> **WHAT THIS EXERCISE ASKS**
**a)** Write out the Tregaskis biography again, starting with "Shortly after the" and going on through "location at Guadalcanal.", and swap "journalists" for "reporters".
**b)** Pick up the Tregaskis biography where it stops and carry it forward.

> **QUOTED PASSAGE**
Richard William Tregaskis (November 28, 1916 – August 15, 1973) was an American journalist and author whose best-known work is Guadalcanal Diary (1943), an account of just the first several weeks (in August - September 1942) of the U.S. Marine Corps invasion of Guadalcanal in the Solomon Islands during World War II. This was actually a six-month-long campaign.  Tregaskis served as a war correspondent during World War II, the Korean War, and the Vietnam War.

Education and career
Born in Elizabeth, New Jersey, Tregaskis attended the Pingry School in Elizabeth and the Peddie School in Hightstown, New Jersey before going to college at Harvard University. Prior to World War II he worked as a journalist for the Boston American Record newspaper. His family name is of Cornish origin. He was  tall.

Shortly after the U.S. entered World War II, Tregaskis volunteered as a combat correspondent representing the International News Service. In fact, Tregaskis was one of only two journalists on location at Guadalcanal.

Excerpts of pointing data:
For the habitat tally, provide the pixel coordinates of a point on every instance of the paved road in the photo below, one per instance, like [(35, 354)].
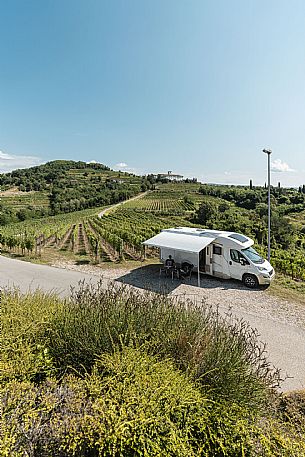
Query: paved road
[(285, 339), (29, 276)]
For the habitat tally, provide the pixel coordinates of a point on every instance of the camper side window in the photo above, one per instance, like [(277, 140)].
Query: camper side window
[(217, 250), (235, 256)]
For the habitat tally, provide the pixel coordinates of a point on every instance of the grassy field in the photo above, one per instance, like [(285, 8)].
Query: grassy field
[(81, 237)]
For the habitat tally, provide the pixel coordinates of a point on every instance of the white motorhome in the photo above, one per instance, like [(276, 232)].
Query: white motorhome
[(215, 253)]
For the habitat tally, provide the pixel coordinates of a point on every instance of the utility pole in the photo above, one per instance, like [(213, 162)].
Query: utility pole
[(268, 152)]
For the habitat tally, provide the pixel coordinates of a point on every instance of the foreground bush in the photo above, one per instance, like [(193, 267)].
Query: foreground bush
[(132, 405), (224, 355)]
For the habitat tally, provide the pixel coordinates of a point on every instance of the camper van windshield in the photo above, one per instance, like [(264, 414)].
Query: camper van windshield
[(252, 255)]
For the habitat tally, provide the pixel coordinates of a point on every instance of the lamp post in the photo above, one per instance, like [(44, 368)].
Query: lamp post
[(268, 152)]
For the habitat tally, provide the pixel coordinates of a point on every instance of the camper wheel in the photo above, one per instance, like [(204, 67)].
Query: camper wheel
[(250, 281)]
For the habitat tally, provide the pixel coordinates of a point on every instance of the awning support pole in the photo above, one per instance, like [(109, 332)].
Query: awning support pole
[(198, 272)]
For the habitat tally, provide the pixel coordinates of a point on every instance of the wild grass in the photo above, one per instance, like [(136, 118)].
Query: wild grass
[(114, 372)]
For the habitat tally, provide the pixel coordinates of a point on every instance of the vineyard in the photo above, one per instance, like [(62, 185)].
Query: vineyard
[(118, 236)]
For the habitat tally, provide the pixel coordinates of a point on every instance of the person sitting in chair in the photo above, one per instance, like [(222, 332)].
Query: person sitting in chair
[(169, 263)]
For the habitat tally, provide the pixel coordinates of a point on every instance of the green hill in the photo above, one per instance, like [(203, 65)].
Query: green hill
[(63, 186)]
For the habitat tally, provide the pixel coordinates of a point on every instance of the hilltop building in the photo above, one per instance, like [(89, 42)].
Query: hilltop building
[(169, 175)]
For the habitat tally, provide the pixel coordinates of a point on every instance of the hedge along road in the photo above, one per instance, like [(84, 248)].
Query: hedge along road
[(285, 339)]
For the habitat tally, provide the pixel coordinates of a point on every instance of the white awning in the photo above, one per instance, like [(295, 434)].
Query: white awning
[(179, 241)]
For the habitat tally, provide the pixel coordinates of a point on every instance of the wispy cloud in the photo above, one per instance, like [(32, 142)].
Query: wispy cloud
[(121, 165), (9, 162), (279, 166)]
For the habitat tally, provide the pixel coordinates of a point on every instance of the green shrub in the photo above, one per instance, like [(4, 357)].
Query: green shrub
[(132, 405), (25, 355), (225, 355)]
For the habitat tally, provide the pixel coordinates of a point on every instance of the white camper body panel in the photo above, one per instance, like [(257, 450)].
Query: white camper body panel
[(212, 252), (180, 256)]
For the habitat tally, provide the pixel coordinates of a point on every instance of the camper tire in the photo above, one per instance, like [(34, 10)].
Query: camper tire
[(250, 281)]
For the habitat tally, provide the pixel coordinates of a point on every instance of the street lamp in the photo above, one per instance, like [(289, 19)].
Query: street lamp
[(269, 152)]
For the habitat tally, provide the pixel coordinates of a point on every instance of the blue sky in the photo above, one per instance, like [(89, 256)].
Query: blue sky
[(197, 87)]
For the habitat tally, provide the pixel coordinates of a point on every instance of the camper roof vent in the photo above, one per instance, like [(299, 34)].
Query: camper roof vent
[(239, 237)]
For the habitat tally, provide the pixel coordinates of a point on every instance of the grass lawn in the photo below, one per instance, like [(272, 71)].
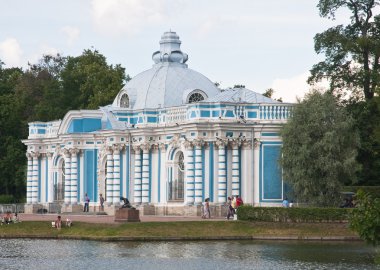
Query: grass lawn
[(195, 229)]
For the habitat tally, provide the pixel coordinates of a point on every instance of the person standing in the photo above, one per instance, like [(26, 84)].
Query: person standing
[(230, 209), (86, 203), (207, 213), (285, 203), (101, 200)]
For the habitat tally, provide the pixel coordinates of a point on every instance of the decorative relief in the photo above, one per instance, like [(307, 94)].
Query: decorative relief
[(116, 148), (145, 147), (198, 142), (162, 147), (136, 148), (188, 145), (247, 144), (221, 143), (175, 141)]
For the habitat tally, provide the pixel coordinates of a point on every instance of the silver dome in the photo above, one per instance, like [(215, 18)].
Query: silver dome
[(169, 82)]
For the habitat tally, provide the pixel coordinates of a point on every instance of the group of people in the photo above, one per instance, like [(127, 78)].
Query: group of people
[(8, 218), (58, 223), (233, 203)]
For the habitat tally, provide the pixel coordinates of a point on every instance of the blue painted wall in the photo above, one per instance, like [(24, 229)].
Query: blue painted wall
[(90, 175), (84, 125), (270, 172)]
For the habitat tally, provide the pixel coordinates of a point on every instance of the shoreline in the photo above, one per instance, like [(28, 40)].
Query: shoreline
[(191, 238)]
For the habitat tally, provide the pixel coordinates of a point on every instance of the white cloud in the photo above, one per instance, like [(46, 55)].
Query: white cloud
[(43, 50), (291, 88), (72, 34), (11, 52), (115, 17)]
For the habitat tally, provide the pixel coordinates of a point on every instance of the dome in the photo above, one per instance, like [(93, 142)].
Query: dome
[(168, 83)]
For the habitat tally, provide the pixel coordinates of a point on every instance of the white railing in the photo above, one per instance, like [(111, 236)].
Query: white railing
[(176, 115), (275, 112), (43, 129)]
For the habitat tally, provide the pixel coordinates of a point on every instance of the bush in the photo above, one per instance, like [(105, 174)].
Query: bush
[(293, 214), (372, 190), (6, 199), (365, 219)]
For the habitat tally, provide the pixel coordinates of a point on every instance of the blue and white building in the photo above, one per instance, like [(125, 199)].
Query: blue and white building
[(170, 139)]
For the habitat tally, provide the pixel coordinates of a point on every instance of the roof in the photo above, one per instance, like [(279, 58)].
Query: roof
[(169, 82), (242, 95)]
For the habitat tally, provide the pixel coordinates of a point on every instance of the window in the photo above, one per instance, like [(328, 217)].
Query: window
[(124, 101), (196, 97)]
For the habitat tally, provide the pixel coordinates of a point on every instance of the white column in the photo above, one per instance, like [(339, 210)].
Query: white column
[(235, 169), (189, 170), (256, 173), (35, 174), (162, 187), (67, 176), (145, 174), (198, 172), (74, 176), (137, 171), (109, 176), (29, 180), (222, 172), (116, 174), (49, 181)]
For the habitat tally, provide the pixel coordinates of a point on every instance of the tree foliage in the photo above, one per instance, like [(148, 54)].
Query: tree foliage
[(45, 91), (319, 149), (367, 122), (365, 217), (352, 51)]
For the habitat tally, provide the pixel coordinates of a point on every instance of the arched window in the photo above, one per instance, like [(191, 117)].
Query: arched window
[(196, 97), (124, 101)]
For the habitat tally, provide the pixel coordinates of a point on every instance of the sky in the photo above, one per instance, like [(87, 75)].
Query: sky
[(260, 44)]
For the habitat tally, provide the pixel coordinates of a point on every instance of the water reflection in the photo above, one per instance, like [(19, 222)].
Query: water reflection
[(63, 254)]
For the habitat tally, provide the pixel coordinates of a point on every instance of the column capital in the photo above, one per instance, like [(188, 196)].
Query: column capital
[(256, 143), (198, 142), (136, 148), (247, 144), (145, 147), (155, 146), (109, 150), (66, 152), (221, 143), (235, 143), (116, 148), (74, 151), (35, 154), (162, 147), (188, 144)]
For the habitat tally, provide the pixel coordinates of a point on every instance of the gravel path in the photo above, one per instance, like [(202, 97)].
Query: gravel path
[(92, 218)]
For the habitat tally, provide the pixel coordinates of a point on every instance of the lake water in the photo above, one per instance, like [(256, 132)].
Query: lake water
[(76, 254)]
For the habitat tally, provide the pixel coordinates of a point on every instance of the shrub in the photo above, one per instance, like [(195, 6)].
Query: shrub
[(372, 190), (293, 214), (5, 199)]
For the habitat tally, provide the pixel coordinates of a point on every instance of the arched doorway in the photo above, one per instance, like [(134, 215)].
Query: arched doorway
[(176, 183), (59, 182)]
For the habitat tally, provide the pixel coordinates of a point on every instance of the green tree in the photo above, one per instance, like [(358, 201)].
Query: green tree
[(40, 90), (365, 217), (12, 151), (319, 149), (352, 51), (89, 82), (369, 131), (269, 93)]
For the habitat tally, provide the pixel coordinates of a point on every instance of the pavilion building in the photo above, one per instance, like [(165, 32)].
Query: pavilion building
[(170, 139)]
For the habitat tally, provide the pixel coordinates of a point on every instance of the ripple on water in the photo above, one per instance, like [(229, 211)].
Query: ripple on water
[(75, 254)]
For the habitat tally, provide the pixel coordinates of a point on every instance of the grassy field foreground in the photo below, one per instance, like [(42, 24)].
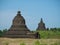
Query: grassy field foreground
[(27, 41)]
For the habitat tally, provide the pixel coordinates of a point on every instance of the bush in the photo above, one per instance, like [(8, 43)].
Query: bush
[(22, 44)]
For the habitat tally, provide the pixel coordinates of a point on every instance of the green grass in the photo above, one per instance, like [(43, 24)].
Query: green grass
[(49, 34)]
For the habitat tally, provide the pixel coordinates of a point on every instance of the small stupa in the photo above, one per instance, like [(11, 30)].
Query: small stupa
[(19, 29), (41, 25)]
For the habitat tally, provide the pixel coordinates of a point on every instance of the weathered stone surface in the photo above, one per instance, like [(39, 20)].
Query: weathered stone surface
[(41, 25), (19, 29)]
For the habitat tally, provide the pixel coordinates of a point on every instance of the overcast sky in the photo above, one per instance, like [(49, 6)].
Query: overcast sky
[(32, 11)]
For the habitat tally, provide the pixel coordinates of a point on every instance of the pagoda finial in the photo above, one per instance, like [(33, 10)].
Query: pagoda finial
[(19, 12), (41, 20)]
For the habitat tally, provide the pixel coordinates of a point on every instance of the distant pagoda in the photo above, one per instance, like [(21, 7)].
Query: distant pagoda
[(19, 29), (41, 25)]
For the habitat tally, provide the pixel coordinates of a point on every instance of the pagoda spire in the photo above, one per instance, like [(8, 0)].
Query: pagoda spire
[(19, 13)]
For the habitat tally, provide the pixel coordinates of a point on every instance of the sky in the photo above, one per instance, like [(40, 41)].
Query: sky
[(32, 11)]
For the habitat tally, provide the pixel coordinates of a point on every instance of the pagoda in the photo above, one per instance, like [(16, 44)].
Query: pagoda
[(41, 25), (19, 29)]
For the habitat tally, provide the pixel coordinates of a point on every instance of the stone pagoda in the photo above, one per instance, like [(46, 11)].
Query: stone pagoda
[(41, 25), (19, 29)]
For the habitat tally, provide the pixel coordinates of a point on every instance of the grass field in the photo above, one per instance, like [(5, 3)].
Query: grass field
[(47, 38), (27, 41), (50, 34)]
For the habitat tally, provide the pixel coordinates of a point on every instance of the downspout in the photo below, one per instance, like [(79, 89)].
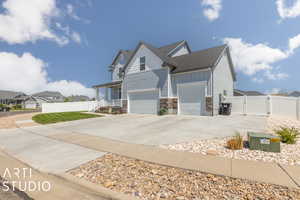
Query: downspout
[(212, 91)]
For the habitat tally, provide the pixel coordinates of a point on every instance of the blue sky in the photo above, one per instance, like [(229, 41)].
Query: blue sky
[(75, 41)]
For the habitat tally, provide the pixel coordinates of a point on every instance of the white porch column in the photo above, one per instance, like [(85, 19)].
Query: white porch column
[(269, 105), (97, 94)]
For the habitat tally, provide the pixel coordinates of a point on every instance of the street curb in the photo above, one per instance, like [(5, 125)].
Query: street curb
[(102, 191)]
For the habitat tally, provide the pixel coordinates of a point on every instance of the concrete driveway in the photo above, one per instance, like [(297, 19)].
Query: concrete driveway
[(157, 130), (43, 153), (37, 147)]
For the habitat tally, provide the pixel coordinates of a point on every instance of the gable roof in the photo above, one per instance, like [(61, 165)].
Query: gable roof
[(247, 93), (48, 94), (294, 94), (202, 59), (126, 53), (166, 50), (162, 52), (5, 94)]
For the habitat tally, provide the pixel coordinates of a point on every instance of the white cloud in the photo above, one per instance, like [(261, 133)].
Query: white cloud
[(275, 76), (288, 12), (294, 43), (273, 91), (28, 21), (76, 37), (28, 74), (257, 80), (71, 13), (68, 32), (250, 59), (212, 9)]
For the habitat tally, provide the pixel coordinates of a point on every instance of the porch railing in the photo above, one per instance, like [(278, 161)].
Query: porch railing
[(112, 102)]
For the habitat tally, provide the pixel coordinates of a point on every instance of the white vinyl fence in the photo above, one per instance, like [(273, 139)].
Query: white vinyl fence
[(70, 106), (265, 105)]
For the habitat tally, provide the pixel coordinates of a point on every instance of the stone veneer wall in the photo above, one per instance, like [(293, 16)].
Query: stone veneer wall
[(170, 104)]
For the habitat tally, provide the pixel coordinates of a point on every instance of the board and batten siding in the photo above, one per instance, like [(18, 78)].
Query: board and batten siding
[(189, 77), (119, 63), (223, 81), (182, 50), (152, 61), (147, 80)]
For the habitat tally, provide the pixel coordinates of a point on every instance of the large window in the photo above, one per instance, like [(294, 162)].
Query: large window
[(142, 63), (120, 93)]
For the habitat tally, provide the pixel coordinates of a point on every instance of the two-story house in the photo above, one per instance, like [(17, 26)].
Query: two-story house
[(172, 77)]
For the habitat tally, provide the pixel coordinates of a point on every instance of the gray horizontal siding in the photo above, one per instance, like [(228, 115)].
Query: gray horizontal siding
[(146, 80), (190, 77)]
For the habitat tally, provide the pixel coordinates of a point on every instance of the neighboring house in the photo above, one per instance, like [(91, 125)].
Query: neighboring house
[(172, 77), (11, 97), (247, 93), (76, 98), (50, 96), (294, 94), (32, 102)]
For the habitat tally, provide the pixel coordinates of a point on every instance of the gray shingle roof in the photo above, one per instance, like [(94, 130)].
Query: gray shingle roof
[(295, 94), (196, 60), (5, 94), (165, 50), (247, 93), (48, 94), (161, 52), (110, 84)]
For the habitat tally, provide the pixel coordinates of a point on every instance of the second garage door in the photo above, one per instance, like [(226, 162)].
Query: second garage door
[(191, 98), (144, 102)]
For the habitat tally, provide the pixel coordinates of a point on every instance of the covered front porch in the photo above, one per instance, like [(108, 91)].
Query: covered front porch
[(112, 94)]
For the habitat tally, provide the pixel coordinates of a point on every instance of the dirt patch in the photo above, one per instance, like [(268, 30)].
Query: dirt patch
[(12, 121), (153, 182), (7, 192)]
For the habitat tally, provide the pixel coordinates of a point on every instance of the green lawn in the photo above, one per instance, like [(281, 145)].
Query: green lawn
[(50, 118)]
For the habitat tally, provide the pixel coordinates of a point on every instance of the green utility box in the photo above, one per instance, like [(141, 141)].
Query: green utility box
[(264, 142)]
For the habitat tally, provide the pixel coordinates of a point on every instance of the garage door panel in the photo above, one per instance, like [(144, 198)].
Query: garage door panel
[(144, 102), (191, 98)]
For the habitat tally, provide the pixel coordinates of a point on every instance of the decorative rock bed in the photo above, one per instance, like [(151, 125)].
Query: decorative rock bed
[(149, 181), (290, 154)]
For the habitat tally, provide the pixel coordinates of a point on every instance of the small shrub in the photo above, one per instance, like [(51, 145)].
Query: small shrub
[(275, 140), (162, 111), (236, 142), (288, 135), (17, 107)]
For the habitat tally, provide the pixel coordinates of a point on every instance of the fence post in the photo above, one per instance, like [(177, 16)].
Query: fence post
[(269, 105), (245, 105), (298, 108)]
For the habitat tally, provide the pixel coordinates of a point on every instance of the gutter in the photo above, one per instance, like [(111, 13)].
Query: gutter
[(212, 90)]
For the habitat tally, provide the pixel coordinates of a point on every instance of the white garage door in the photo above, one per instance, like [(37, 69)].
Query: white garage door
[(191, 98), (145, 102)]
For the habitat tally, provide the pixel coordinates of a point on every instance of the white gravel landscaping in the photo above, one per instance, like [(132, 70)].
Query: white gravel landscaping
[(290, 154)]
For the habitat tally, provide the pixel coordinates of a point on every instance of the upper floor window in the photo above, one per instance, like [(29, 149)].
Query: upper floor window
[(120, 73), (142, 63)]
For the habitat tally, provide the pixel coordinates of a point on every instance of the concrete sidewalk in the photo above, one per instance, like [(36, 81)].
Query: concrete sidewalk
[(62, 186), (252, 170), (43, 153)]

> **OUTPUTS FOR THE TASKS**
**a)**
Shortly after the U.S. entered World War II, Tregaskis volunteered as a combat correspondent representing the International News Service. In fact, Tregaskis was one of only two reporters on location at Guadalcanal.

**b)**
Assigned to cover the war in the Pacific, Tregaskis spent part of August and most of September, 1942 reporting on Marines on Guadalcanal, a pivotal campaign in the war against Japan. He subsequently covered the war in Europe against Germany and Italy.

Tregaskis' most renowned book, Guadalcanal Diary, recorded his experiences with the Marines on Guadalcanal. As the jacket of the book's first edition noted, "This is a new chapter in the story of the United States Marines.  Because it was written by a crack newspaperman, who knew how to do his job. ... Until the author's departure in a B-17 bomber on September 26th, he ate, slept, and sweated with our front-line units.  His story is the straight day-by-day account of what he himself saw or learned from eyewitnesses during those seven weeks."

As a testimony to the power of Tregaskis' writing, Guadalcanal Diary is still considered essential reading by present-day U.S. military personnel.  A modern edition is available with an introduction by Mark Bowden, author of Black Hawk Down. The diary was later made into a film of the same title in 1943.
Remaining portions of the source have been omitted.